(Stated goal) Please arrange each of the lines below as a numbered list, leaving out any blank lines, and cover every item.

(Annotated coordinate items)
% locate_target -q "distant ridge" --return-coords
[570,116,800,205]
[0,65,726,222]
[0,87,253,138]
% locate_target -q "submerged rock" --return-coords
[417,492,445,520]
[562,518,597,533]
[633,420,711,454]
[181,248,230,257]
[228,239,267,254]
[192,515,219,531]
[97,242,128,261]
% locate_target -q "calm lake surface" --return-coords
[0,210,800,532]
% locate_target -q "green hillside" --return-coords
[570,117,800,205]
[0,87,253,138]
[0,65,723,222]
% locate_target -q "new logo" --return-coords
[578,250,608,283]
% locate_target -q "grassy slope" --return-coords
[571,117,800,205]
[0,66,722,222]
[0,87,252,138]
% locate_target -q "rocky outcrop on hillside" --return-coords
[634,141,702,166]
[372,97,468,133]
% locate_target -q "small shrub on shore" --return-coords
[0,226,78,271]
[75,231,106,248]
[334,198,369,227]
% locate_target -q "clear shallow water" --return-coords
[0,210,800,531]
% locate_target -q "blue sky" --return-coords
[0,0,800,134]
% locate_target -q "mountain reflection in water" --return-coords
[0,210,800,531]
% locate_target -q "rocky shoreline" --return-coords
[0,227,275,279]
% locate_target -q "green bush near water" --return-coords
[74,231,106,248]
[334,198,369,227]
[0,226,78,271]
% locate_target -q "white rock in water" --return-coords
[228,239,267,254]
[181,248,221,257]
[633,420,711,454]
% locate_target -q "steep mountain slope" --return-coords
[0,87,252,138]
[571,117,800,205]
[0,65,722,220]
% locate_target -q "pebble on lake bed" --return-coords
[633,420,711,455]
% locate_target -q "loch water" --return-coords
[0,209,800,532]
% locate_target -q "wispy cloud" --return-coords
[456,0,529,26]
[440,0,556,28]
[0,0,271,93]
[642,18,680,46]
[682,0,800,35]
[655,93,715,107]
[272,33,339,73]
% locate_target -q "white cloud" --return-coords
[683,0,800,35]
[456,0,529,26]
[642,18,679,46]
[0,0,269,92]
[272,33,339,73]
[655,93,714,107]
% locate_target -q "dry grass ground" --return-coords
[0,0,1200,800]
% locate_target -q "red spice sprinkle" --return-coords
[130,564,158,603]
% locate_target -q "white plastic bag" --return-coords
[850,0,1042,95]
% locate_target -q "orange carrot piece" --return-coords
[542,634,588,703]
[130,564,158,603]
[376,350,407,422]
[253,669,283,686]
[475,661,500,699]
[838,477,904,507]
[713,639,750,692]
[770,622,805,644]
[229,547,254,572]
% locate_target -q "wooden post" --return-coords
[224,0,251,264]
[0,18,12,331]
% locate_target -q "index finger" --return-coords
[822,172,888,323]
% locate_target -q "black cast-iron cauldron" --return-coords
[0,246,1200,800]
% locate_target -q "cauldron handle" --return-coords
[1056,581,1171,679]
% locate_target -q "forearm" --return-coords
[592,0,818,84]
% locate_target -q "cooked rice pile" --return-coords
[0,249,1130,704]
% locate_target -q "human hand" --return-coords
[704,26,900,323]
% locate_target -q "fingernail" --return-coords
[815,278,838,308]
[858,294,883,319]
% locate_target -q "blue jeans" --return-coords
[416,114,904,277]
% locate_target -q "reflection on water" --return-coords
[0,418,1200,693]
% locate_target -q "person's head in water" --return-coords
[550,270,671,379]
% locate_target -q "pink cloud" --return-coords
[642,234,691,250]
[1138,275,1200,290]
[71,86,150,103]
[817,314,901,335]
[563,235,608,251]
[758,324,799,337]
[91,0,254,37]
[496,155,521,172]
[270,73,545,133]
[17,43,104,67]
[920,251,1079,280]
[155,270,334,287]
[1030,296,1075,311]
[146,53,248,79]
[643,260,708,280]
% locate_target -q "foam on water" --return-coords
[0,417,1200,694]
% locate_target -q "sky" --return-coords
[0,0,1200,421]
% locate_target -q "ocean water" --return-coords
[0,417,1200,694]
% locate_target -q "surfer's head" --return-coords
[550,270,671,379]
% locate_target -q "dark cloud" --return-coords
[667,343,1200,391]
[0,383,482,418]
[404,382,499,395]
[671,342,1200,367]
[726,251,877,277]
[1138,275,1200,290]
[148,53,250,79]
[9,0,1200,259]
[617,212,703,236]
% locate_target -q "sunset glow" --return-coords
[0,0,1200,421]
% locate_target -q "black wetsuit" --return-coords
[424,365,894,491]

(Task answer)
1. % locate_target -q "distant ridge" --return-coords
2. [570,116,800,205]
3. [0,65,726,222]
4. [0,87,253,138]
5. % locate_target -q "submerged rock" --return-coords
6. [417,492,445,520]
7. [562,518,597,533]
8. [633,420,711,454]
9. [181,248,230,257]
10. [228,239,267,254]
11. [192,515,219,531]
12. [97,242,128,261]
13. % locate_target -q "calm lake surface" --return-coords
14. [0,210,800,532]
15. % locate_target -q "green hillside" --return-coords
16. [570,117,800,205]
17. [0,87,253,138]
18. [0,65,723,222]
19. % locate_target -q "new logo" --return-coords
20. [578,250,608,283]
21. % locate_target -q "grassy slope" --return-coords
22. [571,117,800,205]
23. [0,66,722,222]
24. [0,87,252,138]
25. % locate_target -q "rocky outcrop on hillside" --return-coords
26. [634,141,702,166]
27. [372,97,468,133]
28. % locate_target -q "small shrub on shore" --return-coords
29. [0,226,78,271]
30. [75,231,106,248]
31. [334,198,369,227]
32. % locate_target -q "clear shallow water" --return-coords
33. [0,210,800,531]
34. % locate_target -q "blue sky" --return-coords
35. [0,0,800,134]
36. % locate_target -q "mountain reflection in water" --return-coords
37. [0,210,800,531]
38. % locate_target -q "rocky shoreline" --return-coords
39. [0,227,275,279]
40. % locate_target -q "green bush near water" --return-coords
41. [74,231,106,248]
42. [334,198,369,227]
43. [0,226,78,271]
44. % locate_target -q "white rock in water" --return-coords
45. [228,239,267,254]
46. [181,248,221,257]
47. [633,420,711,454]
48. % locate_target -q "steep mountain slope" --return-coords
49. [0,87,252,138]
50. [571,117,800,205]
51. [0,65,722,220]
52. % locate_target -q "pebble on lake bed" --return-coords
53. [633,420,711,455]
54. % locate_target -q "loch water" --return-coords
55. [0,209,800,532]
56. % locate_target -q "wispy cloud" --return-coords
57. [456,0,529,26]
58. [440,0,556,28]
59. [0,0,271,93]
60. [642,18,680,46]
61. [682,0,800,35]
62. [655,93,715,107]
63. [272,33,339,73]
64. % locate_target -q "white cloud" --return-coords
65. [683,0,800,35]
66. [456,0,529,26]
67. [642,18,679,46]
68. [0,0,269,92]
69. [272,33,339,73]
70. [655,93,714,107]
71. % locate_target -q "dry grass ground" --return-coords
72. [0,0,1200,800]
73. % locate_target -q "red spice sprinkle" --return-coords
74. [130,564,158,603]
75. % locate_target -q "white plastic bag" --return-coords
76. [850,0,1042,95]
77. % locate_target -q "orange carrot piece" --return-coords
78. [542,634,588,703]
79. [130,564,158,603]
80. [376,350,407,422]
81. [253,669,283,686]
82. [475,661,500,699]
83. [838,477,904,507]
84. [713,639,750,692]
85. [770,622,805,644]
86. [229,547,254,572]
87. % locate_target -q "wooden post" --return-coords
88. [224,0,251,264]
89. [0,18,12,331]
90. % locate_target -q "index finger" --return-coords
91. [822,172,888,323]
92. % locate_target -q "black cast-iron cauldron" --return-coords
93. [0,246,1200,800]
94. % locate_target -q "cauldron handle" --return-coords
95. [1056,581,1171,679]
96. % locate_target -q "forearm" --return-coords
97. [592,0,818,84]
98. % locate_target -q "cooked rice pile" --return-coords
99. [0,249,1130,704]
100. % locate_target -q "human hand" --return-coords
101. [704,26,900,323]
102. % locate_target -q "fingernail" --return-coords
103. [815,278,838,308]
104. [858,294,883,319]
105. % locate_target -q "blue jeans" --return-coords
106. [416,114,904,277]
107. % locate_target -q "reflection on water" --return-coords
108. [0,418,1200,693]
109. % locate_target -q "person's head in water" --return-coords
110. [550,270,671,379]
111. % locate_target -q "pink cloud" --return-coords
112. [642,234,691,250]
113. [1138,275,1200,290]
114. [71,86,150,103]
115. [817,314,901,335]
116. [563,235,608,251]
117. [758,324,799,337]
118. [91,0,254,37]
119. [496,155,521,172]
120. [270,73,545,133]
121. [17,43,104,67]
122. [920,251,1079,280]
123. [155,270,334,287]
124. [1030,296,1075,311]
125. [146,53,248,79]
126. [643,260,708,280]
127. % locate_target -q "foam on water" --return-coords
128. [0,417,1200,694]
129. % locate_target -q "sky" --return-coords
130. [0,0,1200,421]
131. % locate_target -q "ocean water" --return-coords
132. [0,417,1200,694]
133. % locate_target -q "surfer's head" --return-coords
134. [550,270,671,379]
135. % locate_target -q "dark cloud" --return-coords
136. [667,343,1200,391]
137. [0,383,482,418]
138. [404,382,499,395]
139. [671,342,1200,367]
140. [726,251,877,277]
141. [1138,275,1200,290]
142. [148,53,250,79]
143. [9,0,1200,259]
144. [617,212,703,236]
145. % locate_target -q "sunset glow" --return-coords
146. [0,0,1200,421]
147. % locate_target -q "black wetsuit" --return-coords
148. [424,365,894,491]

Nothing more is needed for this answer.